*Exercise objective*. Please output every line of the data below as a JSON list of strings, with one string per line and blank lines omitted.

*Dataset rows*.

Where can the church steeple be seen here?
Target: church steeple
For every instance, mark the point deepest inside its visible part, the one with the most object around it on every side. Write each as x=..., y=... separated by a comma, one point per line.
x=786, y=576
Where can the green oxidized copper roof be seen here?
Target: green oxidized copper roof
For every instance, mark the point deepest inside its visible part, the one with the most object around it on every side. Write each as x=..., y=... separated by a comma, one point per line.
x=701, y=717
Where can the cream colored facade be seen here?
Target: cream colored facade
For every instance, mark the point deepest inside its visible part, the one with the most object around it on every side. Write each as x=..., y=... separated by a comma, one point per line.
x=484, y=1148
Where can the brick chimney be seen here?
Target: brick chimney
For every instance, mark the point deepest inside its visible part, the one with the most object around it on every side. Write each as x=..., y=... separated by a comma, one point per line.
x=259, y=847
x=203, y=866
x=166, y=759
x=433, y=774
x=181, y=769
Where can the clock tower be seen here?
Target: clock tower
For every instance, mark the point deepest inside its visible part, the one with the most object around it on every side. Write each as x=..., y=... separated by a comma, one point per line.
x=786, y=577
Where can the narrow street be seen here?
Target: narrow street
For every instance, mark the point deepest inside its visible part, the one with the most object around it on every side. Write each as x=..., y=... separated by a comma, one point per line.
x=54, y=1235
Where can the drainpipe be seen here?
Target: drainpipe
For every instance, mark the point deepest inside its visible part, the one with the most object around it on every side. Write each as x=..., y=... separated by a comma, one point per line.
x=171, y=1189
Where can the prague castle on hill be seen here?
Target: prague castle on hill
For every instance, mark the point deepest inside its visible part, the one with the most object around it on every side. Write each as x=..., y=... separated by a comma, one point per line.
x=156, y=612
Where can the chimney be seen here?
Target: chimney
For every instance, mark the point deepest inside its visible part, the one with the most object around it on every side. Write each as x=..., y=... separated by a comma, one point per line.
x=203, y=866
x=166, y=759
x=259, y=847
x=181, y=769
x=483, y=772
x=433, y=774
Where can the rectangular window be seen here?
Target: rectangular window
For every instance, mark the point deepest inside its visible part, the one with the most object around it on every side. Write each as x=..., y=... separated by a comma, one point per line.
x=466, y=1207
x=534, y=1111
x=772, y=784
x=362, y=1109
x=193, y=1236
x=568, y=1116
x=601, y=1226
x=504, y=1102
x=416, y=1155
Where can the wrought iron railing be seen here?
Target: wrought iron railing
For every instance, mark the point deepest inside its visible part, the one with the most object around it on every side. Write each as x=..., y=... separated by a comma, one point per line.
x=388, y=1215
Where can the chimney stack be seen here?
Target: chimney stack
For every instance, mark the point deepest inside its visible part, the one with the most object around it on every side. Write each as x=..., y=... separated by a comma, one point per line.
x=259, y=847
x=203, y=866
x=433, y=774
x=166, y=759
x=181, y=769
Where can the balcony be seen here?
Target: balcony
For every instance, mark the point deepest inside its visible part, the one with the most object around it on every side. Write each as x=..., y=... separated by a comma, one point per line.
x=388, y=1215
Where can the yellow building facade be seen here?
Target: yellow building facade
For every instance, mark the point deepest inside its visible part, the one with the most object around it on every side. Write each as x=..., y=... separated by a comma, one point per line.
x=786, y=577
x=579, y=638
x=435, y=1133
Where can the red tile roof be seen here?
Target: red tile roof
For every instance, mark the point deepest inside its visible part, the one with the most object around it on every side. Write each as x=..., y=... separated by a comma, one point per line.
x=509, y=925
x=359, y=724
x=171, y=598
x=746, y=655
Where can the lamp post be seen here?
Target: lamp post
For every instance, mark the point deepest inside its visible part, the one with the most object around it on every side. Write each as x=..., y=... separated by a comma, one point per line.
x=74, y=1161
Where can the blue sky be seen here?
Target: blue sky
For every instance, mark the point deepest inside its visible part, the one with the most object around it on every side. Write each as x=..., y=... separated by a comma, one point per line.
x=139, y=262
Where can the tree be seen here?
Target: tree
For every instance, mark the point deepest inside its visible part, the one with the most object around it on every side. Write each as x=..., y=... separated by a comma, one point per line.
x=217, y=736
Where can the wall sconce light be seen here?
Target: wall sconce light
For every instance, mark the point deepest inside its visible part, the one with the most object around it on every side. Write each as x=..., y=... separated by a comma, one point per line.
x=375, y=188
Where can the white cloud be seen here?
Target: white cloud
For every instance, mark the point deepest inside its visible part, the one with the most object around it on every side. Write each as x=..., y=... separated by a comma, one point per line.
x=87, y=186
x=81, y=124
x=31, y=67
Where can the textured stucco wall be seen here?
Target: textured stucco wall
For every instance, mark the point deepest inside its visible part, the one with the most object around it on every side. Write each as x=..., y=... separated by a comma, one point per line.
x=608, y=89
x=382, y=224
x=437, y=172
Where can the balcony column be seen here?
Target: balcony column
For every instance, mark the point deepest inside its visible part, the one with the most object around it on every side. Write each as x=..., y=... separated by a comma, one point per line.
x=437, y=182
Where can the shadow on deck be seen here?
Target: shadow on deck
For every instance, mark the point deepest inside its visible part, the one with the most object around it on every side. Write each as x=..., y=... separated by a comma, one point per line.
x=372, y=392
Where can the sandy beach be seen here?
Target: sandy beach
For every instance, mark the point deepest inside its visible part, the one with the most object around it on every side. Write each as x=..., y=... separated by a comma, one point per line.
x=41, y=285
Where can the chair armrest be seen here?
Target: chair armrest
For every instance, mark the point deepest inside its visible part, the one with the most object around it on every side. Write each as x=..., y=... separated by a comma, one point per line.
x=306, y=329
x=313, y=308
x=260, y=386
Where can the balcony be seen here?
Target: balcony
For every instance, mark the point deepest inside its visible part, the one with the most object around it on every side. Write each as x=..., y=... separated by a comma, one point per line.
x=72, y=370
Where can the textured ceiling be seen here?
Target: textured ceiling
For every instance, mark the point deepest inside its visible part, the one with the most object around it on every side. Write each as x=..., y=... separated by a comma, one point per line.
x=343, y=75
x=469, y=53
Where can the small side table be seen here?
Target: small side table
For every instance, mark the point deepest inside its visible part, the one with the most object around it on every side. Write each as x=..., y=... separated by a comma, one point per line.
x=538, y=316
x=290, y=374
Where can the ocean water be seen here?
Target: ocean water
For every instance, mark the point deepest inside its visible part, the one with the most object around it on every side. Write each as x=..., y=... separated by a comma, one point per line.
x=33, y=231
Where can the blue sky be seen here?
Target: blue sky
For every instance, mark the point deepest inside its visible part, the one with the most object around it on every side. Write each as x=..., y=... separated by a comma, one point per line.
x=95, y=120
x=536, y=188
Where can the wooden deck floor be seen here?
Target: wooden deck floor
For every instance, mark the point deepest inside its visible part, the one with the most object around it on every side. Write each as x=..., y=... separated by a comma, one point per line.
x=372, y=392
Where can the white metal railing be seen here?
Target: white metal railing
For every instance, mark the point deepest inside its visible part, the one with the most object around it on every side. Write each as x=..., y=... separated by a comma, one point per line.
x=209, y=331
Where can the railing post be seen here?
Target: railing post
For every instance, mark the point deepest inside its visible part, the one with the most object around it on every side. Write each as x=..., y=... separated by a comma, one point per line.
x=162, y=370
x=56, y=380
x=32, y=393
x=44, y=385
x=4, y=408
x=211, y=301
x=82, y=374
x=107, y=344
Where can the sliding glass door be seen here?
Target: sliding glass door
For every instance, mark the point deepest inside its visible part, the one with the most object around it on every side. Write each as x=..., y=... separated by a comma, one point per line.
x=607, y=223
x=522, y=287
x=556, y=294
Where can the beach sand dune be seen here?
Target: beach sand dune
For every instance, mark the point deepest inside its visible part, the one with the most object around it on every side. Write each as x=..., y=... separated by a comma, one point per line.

*Complete answer*.
[
  "Where can the church steeple be seen here?",
  "Target: church steeple",
  "For every instance, mark the point deepest inside its visible part, the one with the most object around it on every side. Write each as x=..., y=... separated by a comma, one point per line.",
  "x=786, y=576",
  "Where can the green oxidized copper roof be seen here?",
  "Target: green oxidized copper roof",
  "For every instance, mark the point deepest inside its visible part, the one with the most object around it on every side. Write each as x=..., y=... separated by a comma, one point per line.",
  "x=701, y=717",
  "Where can the cream colored facade be seen here?",
  "Target: cream colored facade",
  "For every instance, mark the point deepest inside its visible part, the one with the most object around it on every side. Write each as x=..., y=... separated by a comma, one point per line.",
  "x=484, y=1148",
  "Where can the brick chimney be seen here?",
  "Target: brick chimney",
  "For every instance, mark the point deepest inside its visible part, the one with the most object around it on every side. Write each as x=..., y=... separated by a comma, one point per line.",
  "x=259, y=847",
  "x=203, y=866",
  "x=166, y=759",
  "x=433, y=774",
  "x=181, y=769",
  "Where can the clock tower be seen here?",
  "Target: clock tower",
  "For every instance, mark the point deepest inside its visible part, the one with the most object around it on every side. Write each as x=..., y=... separated by a comma, one point per line.",
  "x=786, y=577",
  "Where can the narrow street be seen here?",
  "Target: narrow street",
  "For every instance, mark the point deepest inside its visible part, the one with the most object around it on every side. Write each as x=..., y=... separated by a comma, one point per line.",
  "x=54, y=1235",
  "Where can the drainpipe be seen here?",
  "Target: drainpipe",
  "For every instance, mark the point deepest inside its visible part, the one with the most object around it on every side. Write each as x=..., y=... separated by a comma, one point per line.",
  "x=171, y=1189",
  "Where can the prague castle on hill be seen here?",
  "Target: prague castle on hill",
  "For every instance, mark the point deepest inside its visible part, the one with the most object around it on every side. Write each as x=..., y=... separated by a comma, one point per line.",
  "x=156, y=612",
  "Where can the chimney be seen here?",
  "Target: chimney",
  "For every instance, mark the point deepest inside its visible part, the one with the most object around it on every side. Write each as x=..., y=... separated by a comma, one point per line.",
  "x=203, y=866",
  "x=166, y=759",
  "x=259, y=847",
  "x=181, y=769",
  "x=483, y=772",
  "x=433, y=774",
  "Where can the rectangular window be seen here?",
  "Target: rectangular window",
  "For every instance, mark the point deepest inside its visible part, the one with the most object around it on every side. Write each as x=..., y=... separated by a comma, one point per line.",
  "x=466, y=1207",
  "x=534, y=1111",
  "x=772, y=784",
  "x=362, y=1109",
  "x=193, y=1236",
  "x=568, y=1116",
  "x=601, y=1226",
  "x=504, y=1102",
  "x=416, y=1155",
  "Where can the wrought iron railing be seen here?",
  "Target: wrought iron railing",
  "For every instance, mark the point deepest inside its visible part, the one with the most object around it on every side. Write each as x=..., y=... separated by a comma, one point per line.",
  "x=388, y=1215",
  "Where can the chimney stack be seen here?",
  "Target: chimney stack",
  "For every instance, mark the point deepest inside its visible part, the one with the most object around it on every side. Write each as x=..., y=... separated by a comma, one point per line.",
  "x=259, y=847",
  "x=203, y=866",
  "x=433, y=774",
  "x=166, y=759",
  "x=181, y=769",
  "Where can the balcony be seen here?",
  "Target: balcony",
  "For every instance, mark the point deepest inside its visible part, the one with the most object around it on every side. Write each as x=..., y=... separated by a comma, one point per line.",
  "x=388, y=1215",
  "Where can the yellow building facade be seen here?",
  "Target: yellow building facade",
  "For every instance, mark the point deepest inside its visible part, the one with the most object around it on every side. Write each as x=..., y=... separated by a comma, one point per line.",
  "x=786, y=577",
  "x=579, y=638",
  "x=435, y=1133",
  "Where can the red tile roof be seen here?",
  "Target: red tile roof",
  "For every instance, mark the point deepest inside its visible part, the one with the most object around it on every side. Write each as x=..., y=... separated by a comma, one point per line.",
  "x=509, y=925",
  "x=359, y=724",
  "x=171, y=598",
  "x=746, y=655",
  "Where can the lamp post be seen here?",
  "Target: lamp post",
  "For every instance, mark the point deepest inside its visible part, the one with the most object around it on every side. Write each as x=..., y=... separated by a comma, one point per line.",
  "x=74, y=1161",
  "Where can the blue sky be seen here?",
  "Target: blue sky",
  "For every instance, mark the point deepest inside its visible part, the one with the most object around it on every side. Write each as x=..., y=... separated by a comma, one point per line.",
  "x=139, y=262",
  "Where can the tree be seen here?",
  "Target: tree",
  "For every instance, mark the point deepest inside its visible part, the one with the most object around it on every side. Write each as x=..., y=... separated by a comma, one point per line.",
  "x=217, y=736",
  "Where can the wall sconce light be seen here?",
  "Target: wall sconce light",
  "For every instance, mark the point deepest inside its visible part, the one with the most object around it on every side. Write each as x=..., y=... separated by a comma, one point per line.",
  "x=375, y=188",
  "Where can the white cloud be seen here?",
  "Target: white cloud",
  "For every instance, mark the point deepest inside its visible part, the one with the most object around it on every side. Write each as x=..., y=... separated by a comma, one point per line.",
  "x=87, y=186",
  "x=81, y=124",
  "x=31, y=67",
  "Where can the textured stucco wall be seen here?",
  "Target: textured stucco wall",
  "For every instance, mark the point deepest inside its visible part, the one with the most object around it on every side. Write each as x=..., y=... separated by a comma, one point per line.",
  "x=608, y=89",
  "x=382, y=224",
  "x=437, y=172",
  "Where can the balcony column be seen here?",
  "Target: balcony column",
  "For every instance, mark the point deepest inside its visible part, the one with the most object around it on every side. Write each as x=..., y=... separated by a comma, one point per line.",
  "x=437, y=182",
  "Where can the shadow on deck be seen here?",
  "Target: shadow on deck",
  "For every instance, mark the point deepest inside its visible part, the one with the most object around it on every side. Write each as x=..., y=... separated by a comma, one point per line.",
  "x=372, y=392",
  "Where can the sandy beach be seen here?",
  "Target: sandy beach",
  "For every instance, mark the point deepest inside its visible part, the one with the most object around it on every side. Write each as x=..., y=... separated by a comma, one point per line.",
  "x=41, y=285",
  "Where can the chair armrest be seen here?",
  "Target: chair armrest",
  "For every instance, mark the point deepest inside its visible part, the one with the most object around it on every side. Write each as x=..., y=... separated by a comma, one point per line.",
  "x=306, y=329",
  "x=313, y=308",
  "x=260, y=386",
  "Where can the balcony be seen here?",
  "Target: balcony",
  "For every instance, mark the point deepest inside its visible part, the one with the most object around it on every side. Write each as x=..., y=... separated by a comma, one point per line.",
  "x=72, y=370",
  "Where can the textured ceiling be seen here?",
  "Target: textured ceiling",
  "For every instance, mark the point deepest inside its visible part, the one with the most object around it on every side. Write each as x=..., y=... separated by a comma, one point per line.",
  "x=343, y=75",
  "x=469, y=53",
  "Where can the small side table be seen here?",
  "Target: small side table",
  "For every instance, mark the point deepest inside its visible part, the one with the most object around it on every side. Write each as x=..., y=... separated by a comma, one point per line.",
  "x=538, y=316",
  "x=290, y=374",
  "Where can the ocean water be seen here?",
  "Target: ocean water",
  "For every instance, mark the point deepest inside its visible part, the one with the most object around it on every side. Write each as x=..., y=... separated by a comma, one point per line.",
  "x=33, y=231",
  "Where can the blue sky be seen here?",
  "Target: blue sky",
  "For every instance, mark the point deepest inside its visible part, the one with the most object around it on every side. Write each as x=..., y=... separated by a comma, one point per line.",
  "x=95, y=120",
  "x=536, y=188",
  "Where can the wooden deck floor be seen here?",
  "Target: wooden deck floor",
  "For every instance, mark the point deepest inside its visible part, the one with the most object around it on every side. Write each as x=..., y=... separated by a comma, one point per line.",
  "x=372, y=392",
  "Where can the white metal railing be seen here?",
  "Target: white metal railing",
  "For every instance, mark the point deepest inside its visible part, the one with the most object around it on every side. Write each as x=..., y=... separated by a comma, one point per line.",
  "x=209, y=331",
  "Where can the railing post be seen here?",
  "Target: railing post",
  "For every instance, mark the point deepest inside its visible part, the one with the most object around it on every side. Write each as x=..., y=... separated by a comma, one point per line.",
  "x=162, y=370",
  "x=56, y=380",
  "x=32, y=393",
  "x=44, y=385",
  "x=4, y=408",
  "x=211, y=301",
  "x=82, y=374",
  "x=107, y=344",
  "Where can the sliding glass door be seen here?",
  "Target: sliding glass door",
  "For every instance, mark the point deepest inside its visible part, the one with the most object around it on every side. Write each as x=..., y=... separated by a comma, one point per line.",
  "x=607, y=223",
  "x=522, y=287",
  "x=556, y=294",
  "Where can the beach sand dune be seen here?",
  "Target: beach sand dune",
  "For every instance, mark the point deepest inside its visible part, the one with the most object around it on every side. Write each as x=..., y=... separated by a comma, one point per line."
]